Given task A –
Answer these questions about the scarf comment thread:
(i) What date appears with the comment by laurelarts?
(ii) What two-letter abbreviation follows the name Shelia?
(iii) According to laurelarts, what does she like about the piece besides its loveliness?
Given task B –
Carry the scarf comment thread forward from its final line.

Selected passage –
────────

Love the color combination.


----------



## oge designs (Aug 14, 2012)

Beautiful and unusual pattern, very unique, love the colours


----------



## laurelarts (Jul 31, 2011)

Oh my!!! That is lovely and I like that it is short. Very elegant.


----------



## Rainebo (Apr 22, 2012)

So unique!


----------



## Knittingkitty (Sep 25, 2011)

Very beautiful!


----------



## Nicholas81 (Feb 17, 2011)

AWESOME! What great color combos! You did a great job - I'll be checking out that pattern.

Thanks for sharing

Shelia
NC


----------



## knitnanny (Feb 28, 2012)

Your patterns are stunning and here's another!!


----------



## MinnieMouse (Mar 29, 2013)

How Beautiful! The stitching & color combination is just beautiful.


----------



## beachbaby (Oct 17, 2013)

Beautiful scarf,nice work.


----------



## glassbird (Jul 18, 2013)

Beautiful and so unusual. Love the colour and design.


----------



## judeanne (Mar 6, 2011)

This scarf is absolutely beautiful and gawgeous!


----------



## HandyFamily (Sep 30, 2011)

────────

Pointing dataset records
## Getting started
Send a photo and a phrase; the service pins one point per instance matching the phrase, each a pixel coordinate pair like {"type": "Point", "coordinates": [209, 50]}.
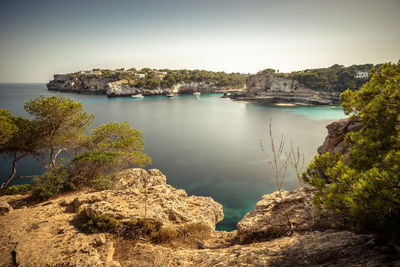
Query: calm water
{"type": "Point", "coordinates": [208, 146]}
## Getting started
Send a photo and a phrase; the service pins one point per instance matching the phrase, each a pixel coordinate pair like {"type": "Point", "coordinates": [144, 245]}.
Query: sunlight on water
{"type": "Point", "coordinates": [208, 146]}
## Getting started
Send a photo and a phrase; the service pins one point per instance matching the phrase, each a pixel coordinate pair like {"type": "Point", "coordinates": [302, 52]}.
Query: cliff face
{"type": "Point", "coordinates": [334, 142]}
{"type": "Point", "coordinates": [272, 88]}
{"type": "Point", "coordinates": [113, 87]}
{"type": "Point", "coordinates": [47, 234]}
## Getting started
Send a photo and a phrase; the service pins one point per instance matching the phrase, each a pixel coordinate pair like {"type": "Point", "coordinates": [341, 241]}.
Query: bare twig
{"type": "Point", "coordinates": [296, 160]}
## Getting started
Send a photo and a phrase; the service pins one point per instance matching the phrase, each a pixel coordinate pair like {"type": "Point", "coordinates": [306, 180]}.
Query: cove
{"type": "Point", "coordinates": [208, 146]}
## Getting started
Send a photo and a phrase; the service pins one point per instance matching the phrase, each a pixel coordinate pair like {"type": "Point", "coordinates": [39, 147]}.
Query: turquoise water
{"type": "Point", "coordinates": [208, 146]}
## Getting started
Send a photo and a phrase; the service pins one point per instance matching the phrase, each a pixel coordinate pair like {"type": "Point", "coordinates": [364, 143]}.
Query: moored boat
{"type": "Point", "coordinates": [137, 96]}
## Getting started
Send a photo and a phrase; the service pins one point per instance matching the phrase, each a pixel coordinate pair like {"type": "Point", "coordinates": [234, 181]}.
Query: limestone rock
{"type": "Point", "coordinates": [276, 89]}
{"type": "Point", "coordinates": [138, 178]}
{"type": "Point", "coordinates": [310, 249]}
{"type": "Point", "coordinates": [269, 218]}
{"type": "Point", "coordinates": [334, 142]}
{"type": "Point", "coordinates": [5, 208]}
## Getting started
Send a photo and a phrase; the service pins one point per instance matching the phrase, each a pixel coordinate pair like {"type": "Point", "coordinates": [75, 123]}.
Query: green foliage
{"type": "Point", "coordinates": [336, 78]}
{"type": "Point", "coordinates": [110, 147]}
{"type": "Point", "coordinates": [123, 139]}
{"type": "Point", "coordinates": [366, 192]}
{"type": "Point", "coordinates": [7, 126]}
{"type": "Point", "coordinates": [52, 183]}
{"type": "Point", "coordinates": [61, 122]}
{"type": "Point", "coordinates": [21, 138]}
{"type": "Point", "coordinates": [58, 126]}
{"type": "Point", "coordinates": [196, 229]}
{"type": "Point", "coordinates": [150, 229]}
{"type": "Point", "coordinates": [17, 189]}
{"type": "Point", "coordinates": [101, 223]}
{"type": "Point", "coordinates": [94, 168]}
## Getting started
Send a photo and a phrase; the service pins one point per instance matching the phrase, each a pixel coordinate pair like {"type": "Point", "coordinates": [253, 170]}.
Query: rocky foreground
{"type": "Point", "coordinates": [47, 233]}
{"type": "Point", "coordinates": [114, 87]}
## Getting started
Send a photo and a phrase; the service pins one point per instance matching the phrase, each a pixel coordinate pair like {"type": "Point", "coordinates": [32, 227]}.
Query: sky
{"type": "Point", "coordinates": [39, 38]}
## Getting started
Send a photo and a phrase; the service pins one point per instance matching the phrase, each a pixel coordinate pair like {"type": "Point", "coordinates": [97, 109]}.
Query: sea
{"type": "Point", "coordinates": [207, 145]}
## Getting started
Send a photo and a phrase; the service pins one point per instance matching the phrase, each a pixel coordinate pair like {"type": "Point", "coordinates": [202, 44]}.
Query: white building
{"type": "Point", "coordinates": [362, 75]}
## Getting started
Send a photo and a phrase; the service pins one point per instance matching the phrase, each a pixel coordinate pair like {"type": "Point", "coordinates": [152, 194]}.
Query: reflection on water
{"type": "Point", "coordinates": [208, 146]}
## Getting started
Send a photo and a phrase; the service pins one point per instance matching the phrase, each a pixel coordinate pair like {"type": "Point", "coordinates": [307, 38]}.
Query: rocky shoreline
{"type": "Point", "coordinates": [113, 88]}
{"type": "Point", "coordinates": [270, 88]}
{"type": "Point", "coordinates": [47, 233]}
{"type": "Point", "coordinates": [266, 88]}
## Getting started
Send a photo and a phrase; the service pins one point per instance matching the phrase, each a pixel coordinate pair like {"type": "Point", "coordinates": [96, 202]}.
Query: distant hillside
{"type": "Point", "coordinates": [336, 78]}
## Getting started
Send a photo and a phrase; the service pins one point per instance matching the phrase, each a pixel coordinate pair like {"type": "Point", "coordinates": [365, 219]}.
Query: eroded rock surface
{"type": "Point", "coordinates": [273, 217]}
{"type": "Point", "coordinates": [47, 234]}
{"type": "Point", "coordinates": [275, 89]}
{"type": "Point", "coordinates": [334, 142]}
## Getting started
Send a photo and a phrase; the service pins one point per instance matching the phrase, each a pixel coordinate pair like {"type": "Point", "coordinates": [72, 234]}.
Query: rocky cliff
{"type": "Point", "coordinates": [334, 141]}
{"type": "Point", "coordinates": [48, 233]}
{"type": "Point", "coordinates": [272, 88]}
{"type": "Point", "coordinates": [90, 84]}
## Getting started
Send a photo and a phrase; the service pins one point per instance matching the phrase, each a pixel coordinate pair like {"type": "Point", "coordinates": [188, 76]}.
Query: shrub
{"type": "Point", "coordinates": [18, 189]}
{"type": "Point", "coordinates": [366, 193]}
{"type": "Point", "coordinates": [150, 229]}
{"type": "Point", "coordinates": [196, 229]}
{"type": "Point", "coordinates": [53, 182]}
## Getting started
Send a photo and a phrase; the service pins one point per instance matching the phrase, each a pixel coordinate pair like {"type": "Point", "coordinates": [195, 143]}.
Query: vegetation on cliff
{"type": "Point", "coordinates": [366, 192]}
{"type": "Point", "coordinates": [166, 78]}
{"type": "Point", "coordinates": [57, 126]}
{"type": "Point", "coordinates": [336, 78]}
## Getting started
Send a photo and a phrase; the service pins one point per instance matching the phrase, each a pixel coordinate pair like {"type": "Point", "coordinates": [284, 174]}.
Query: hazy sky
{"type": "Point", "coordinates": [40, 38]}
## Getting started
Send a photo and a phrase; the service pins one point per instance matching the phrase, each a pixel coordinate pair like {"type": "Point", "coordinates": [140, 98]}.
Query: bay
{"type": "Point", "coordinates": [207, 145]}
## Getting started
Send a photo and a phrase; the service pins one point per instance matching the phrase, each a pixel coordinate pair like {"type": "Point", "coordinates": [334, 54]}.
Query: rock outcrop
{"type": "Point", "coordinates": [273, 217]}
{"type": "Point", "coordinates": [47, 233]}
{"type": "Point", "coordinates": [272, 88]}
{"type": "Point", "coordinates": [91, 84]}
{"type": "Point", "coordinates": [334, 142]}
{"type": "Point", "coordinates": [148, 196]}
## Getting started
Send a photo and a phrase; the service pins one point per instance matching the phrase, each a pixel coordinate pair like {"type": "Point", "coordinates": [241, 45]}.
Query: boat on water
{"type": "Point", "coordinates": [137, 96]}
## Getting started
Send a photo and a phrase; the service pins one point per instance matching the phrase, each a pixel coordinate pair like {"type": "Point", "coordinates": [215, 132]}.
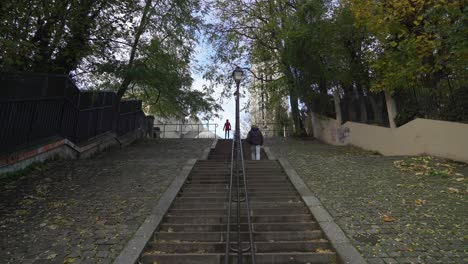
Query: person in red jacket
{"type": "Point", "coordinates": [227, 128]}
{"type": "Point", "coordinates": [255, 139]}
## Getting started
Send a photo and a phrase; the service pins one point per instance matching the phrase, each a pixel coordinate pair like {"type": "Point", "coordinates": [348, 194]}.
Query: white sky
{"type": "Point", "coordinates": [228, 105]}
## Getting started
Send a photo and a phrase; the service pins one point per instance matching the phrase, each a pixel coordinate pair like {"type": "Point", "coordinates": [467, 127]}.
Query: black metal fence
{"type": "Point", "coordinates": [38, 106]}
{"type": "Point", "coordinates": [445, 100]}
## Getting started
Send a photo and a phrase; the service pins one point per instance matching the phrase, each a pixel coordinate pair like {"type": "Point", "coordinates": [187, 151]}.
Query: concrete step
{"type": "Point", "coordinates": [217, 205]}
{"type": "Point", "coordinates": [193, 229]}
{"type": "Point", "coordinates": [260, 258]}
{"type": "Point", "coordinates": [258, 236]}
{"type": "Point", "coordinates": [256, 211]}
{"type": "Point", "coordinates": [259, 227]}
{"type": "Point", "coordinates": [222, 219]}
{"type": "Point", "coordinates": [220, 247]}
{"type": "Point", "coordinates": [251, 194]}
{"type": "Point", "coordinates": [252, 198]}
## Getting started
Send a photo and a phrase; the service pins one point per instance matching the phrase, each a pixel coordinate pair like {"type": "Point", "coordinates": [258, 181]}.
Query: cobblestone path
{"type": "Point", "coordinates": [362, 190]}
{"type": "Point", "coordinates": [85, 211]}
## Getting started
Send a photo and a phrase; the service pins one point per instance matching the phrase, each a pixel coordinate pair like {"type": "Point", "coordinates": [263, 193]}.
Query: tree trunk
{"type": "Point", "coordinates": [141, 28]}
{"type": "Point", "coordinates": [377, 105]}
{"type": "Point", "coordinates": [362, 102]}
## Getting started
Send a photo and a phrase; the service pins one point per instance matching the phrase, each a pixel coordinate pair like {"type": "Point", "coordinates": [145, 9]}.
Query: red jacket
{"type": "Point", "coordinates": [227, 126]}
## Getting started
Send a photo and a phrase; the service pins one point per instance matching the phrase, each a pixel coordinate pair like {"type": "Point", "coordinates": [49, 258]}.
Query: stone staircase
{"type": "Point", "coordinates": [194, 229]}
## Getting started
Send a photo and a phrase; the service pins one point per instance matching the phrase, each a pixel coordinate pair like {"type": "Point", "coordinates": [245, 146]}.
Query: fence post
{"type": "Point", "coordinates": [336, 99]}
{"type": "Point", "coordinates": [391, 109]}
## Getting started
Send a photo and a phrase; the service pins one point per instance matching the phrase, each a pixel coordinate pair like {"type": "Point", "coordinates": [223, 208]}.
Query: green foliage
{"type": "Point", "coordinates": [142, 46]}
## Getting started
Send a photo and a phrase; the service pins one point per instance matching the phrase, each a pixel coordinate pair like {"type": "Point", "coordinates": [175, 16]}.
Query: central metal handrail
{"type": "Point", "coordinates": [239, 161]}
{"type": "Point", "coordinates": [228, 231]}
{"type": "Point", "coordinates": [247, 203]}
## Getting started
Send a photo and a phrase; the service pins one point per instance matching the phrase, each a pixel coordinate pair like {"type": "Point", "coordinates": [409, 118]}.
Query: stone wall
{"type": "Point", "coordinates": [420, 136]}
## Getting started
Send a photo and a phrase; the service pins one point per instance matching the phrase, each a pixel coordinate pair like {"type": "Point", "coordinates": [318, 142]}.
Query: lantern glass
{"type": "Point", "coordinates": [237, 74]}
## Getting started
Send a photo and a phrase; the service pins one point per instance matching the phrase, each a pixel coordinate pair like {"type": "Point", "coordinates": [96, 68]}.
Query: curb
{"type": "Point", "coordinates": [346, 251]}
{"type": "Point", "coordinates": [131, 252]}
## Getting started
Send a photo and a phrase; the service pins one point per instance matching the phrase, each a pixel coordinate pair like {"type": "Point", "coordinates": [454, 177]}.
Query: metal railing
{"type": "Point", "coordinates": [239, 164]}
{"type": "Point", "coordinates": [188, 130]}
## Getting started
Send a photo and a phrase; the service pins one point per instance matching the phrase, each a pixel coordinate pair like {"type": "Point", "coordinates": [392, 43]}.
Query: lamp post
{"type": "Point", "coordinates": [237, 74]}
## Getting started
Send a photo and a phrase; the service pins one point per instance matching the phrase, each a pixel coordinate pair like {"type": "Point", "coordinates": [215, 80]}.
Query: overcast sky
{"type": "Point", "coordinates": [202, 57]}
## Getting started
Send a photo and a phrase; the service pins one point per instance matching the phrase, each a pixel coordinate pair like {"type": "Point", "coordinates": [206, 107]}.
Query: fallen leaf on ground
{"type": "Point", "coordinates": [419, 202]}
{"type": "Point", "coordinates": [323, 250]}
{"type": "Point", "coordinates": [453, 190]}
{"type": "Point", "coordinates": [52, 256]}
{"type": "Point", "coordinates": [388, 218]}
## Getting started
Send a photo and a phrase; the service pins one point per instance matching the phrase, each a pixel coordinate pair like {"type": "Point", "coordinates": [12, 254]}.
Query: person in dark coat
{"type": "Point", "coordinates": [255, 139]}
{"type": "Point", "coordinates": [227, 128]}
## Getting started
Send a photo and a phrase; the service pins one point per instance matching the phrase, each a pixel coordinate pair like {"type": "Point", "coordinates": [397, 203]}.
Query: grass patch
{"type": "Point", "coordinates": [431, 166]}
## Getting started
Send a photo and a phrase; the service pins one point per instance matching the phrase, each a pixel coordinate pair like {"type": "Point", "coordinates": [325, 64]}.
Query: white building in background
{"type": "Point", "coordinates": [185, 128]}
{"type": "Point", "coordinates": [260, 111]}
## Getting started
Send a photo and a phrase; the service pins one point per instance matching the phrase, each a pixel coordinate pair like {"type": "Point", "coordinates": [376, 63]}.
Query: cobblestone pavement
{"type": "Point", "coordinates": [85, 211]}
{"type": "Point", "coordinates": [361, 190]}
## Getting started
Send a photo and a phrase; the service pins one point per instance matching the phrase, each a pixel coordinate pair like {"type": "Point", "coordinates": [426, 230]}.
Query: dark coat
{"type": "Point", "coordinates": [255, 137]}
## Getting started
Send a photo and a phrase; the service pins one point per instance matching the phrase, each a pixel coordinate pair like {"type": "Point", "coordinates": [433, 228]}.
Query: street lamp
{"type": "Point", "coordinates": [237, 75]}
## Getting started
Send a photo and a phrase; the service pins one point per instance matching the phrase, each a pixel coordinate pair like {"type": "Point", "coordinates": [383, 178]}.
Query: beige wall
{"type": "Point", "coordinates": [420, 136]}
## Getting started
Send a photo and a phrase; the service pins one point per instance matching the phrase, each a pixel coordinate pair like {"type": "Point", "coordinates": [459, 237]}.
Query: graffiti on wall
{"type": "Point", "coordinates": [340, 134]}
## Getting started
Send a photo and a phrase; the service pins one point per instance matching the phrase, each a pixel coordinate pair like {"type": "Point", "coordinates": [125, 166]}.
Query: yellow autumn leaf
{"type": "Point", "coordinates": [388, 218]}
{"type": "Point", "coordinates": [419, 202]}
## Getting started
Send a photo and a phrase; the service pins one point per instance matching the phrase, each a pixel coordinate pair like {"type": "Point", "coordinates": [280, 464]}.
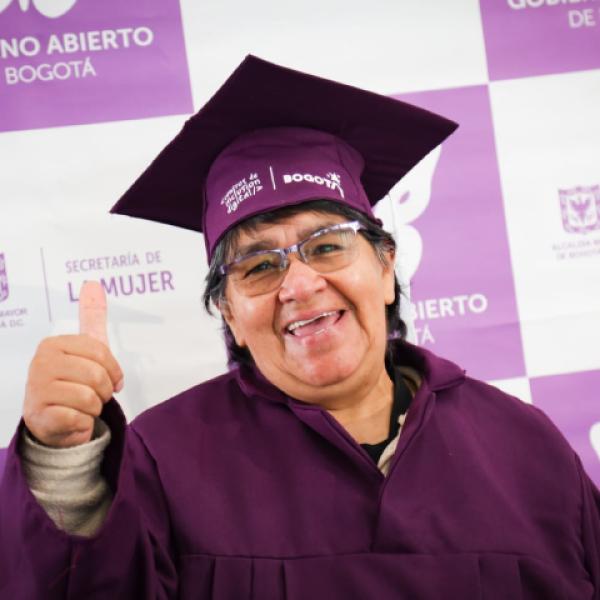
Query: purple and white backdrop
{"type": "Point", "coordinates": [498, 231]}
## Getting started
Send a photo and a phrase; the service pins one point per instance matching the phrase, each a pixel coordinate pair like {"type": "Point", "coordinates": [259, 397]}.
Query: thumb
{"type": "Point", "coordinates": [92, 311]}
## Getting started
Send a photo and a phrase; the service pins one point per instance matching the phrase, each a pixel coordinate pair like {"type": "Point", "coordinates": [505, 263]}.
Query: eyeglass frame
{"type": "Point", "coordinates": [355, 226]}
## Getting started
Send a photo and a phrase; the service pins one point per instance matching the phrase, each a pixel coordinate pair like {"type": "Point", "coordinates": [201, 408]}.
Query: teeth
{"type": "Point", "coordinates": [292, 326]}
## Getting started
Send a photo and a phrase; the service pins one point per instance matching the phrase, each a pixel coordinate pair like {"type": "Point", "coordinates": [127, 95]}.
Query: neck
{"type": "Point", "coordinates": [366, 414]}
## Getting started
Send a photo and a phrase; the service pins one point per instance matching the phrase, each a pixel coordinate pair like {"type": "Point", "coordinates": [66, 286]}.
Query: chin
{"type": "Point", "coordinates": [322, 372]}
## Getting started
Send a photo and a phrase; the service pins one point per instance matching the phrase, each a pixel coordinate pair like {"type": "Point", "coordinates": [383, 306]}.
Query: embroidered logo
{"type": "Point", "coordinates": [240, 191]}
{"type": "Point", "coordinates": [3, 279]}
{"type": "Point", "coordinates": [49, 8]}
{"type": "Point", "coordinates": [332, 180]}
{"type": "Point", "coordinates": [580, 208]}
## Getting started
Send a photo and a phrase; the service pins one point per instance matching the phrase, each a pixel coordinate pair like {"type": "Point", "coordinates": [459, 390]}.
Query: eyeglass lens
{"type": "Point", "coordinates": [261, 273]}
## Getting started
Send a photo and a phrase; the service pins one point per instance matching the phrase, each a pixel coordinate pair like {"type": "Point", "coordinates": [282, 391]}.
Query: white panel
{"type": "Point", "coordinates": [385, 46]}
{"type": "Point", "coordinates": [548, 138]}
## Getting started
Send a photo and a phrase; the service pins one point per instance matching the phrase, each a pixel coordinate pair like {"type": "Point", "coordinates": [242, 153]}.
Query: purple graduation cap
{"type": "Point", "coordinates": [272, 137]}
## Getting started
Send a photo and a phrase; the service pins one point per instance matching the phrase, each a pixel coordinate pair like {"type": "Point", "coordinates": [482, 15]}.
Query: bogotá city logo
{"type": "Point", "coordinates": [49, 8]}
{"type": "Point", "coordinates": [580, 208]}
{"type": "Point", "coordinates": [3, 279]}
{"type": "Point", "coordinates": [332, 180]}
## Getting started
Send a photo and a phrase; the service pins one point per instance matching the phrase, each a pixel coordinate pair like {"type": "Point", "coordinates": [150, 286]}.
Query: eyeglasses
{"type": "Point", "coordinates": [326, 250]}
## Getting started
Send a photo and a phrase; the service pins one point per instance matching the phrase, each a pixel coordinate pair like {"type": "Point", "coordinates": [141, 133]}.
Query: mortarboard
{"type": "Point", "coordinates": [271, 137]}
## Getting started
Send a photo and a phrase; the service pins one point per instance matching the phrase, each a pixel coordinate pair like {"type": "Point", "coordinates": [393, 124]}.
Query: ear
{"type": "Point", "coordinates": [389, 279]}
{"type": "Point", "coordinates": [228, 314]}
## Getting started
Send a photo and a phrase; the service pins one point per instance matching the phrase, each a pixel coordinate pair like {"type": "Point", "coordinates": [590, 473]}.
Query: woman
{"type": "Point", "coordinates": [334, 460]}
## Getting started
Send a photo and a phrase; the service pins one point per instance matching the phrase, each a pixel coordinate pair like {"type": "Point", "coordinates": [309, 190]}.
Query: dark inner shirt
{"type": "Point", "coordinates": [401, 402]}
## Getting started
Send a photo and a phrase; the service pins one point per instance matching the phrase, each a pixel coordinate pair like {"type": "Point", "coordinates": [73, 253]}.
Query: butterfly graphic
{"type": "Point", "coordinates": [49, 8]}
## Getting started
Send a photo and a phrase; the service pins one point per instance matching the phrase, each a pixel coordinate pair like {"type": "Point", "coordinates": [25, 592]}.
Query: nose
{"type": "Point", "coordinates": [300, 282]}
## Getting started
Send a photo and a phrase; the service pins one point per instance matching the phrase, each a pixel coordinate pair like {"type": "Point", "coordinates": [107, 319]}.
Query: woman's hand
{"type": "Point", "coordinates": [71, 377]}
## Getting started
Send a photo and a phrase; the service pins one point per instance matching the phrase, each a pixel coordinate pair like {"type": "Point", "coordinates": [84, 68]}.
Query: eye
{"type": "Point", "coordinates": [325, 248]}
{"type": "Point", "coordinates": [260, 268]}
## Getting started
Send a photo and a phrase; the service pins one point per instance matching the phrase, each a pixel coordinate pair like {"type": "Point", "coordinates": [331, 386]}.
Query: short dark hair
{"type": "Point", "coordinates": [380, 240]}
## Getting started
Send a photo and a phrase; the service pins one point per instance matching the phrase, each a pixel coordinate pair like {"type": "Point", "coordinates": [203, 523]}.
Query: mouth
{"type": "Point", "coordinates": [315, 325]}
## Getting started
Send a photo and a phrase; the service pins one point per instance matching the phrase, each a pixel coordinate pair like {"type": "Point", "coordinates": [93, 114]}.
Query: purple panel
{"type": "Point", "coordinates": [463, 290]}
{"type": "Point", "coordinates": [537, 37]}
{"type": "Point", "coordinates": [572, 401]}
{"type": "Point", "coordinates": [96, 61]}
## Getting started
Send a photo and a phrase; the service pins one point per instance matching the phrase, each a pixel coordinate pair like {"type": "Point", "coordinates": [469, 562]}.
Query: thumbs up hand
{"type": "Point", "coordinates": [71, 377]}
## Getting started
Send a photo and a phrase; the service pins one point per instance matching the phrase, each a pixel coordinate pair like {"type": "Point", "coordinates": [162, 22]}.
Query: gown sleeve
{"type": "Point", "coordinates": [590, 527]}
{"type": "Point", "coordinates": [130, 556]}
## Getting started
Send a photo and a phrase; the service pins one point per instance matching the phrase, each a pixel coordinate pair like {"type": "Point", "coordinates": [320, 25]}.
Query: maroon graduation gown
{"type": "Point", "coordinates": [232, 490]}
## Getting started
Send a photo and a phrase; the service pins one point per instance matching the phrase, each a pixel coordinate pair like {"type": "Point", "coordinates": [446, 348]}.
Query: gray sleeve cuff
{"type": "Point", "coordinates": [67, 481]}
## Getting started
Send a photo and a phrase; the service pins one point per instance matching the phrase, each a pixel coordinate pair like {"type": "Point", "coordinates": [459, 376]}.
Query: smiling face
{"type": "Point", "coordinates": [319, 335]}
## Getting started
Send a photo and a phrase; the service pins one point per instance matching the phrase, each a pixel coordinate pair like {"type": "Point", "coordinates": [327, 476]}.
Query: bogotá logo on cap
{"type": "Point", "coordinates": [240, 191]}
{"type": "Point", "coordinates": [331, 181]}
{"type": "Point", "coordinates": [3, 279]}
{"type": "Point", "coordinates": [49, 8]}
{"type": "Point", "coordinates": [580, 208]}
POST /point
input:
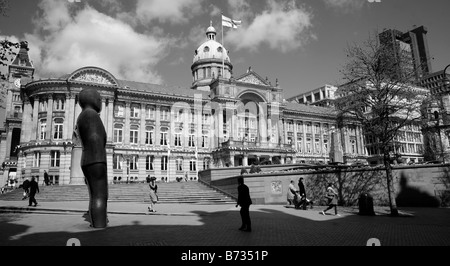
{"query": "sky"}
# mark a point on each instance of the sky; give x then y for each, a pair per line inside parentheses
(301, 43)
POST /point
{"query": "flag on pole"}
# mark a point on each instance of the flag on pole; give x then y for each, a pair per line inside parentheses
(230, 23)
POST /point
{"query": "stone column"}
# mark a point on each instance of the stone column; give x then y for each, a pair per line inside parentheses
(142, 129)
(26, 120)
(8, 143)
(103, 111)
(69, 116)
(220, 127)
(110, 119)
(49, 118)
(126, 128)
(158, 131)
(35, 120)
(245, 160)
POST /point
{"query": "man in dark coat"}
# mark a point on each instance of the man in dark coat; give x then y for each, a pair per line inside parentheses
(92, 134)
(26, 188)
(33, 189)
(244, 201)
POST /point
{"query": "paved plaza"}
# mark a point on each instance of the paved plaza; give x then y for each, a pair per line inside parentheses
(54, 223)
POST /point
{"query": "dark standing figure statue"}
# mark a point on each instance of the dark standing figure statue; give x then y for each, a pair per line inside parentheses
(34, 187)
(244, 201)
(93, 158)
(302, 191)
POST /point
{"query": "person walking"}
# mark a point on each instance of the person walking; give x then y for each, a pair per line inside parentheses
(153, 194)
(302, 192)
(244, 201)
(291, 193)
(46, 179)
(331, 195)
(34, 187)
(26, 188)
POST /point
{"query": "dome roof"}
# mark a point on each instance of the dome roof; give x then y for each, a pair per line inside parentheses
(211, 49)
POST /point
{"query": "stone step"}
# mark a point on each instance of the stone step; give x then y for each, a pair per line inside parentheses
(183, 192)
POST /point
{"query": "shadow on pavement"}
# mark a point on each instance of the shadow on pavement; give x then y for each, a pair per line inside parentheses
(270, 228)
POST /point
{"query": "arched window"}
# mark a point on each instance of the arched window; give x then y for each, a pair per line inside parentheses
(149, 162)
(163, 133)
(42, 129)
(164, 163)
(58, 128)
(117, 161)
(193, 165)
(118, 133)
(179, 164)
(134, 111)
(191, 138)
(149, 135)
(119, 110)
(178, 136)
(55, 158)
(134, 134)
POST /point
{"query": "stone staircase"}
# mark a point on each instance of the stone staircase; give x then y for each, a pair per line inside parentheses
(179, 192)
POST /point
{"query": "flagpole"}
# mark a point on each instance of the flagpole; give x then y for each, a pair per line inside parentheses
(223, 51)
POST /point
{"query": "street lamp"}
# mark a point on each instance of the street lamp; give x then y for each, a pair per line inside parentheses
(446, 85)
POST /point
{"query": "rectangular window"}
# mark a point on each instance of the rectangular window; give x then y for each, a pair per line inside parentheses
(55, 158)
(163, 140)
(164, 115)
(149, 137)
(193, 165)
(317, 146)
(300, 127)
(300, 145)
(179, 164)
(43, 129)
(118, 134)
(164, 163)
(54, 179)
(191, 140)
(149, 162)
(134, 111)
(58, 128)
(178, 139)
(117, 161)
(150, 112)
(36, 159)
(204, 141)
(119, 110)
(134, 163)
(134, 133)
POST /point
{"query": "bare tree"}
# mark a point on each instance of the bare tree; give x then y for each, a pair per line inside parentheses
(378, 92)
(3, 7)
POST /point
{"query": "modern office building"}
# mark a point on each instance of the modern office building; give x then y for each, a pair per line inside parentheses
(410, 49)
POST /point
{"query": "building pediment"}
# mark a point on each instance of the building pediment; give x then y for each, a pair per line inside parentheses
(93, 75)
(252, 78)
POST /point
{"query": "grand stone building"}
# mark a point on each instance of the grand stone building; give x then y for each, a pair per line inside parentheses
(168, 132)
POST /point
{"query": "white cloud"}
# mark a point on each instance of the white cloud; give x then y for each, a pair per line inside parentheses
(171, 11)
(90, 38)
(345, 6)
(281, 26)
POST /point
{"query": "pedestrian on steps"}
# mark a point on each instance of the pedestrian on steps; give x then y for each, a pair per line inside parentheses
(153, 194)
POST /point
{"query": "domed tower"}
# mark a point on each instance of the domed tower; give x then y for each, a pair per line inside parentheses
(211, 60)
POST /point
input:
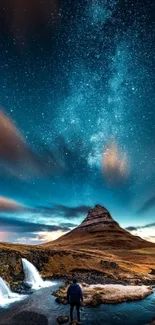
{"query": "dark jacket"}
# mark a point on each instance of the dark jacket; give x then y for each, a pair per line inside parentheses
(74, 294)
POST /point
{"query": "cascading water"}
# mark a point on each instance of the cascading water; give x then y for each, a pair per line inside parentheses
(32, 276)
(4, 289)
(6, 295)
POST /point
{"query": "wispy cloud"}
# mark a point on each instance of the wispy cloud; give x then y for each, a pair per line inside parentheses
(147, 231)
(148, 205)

────────

Final result A –
(i) Jul 31, 2011
(ii) NC
(iii) That it is short

Final result B –
Thank you!


----------



## amudaus (Nov 8, 2011)

Beautiful pattern and colour..Fabulous work as always.


----------



## HandyFamily (Sep 30, 2011)

Thank you!


----------



## SouthernGirl (Dec 28, 2011)

that is stunning


----------



## belleflower (Apr 23, 2013)

Do pretty and delicatexx


----------



## edithann (Feb 12, 2011)

Hi again Kati, you have created another beautiful "wrap." Love the combination of colors and yarn. Very pretty!
Edie (EdithAnn) :thumbup:


----------



## HandyFamily (Sep 30, 2011)

Thanks so much, Edie!


----------



## SouthernGirl (Dec 28, 2011)

That is so exotic and gorgeous.


----------



## HandyFamily (Sep 30, 2011)

Thank you!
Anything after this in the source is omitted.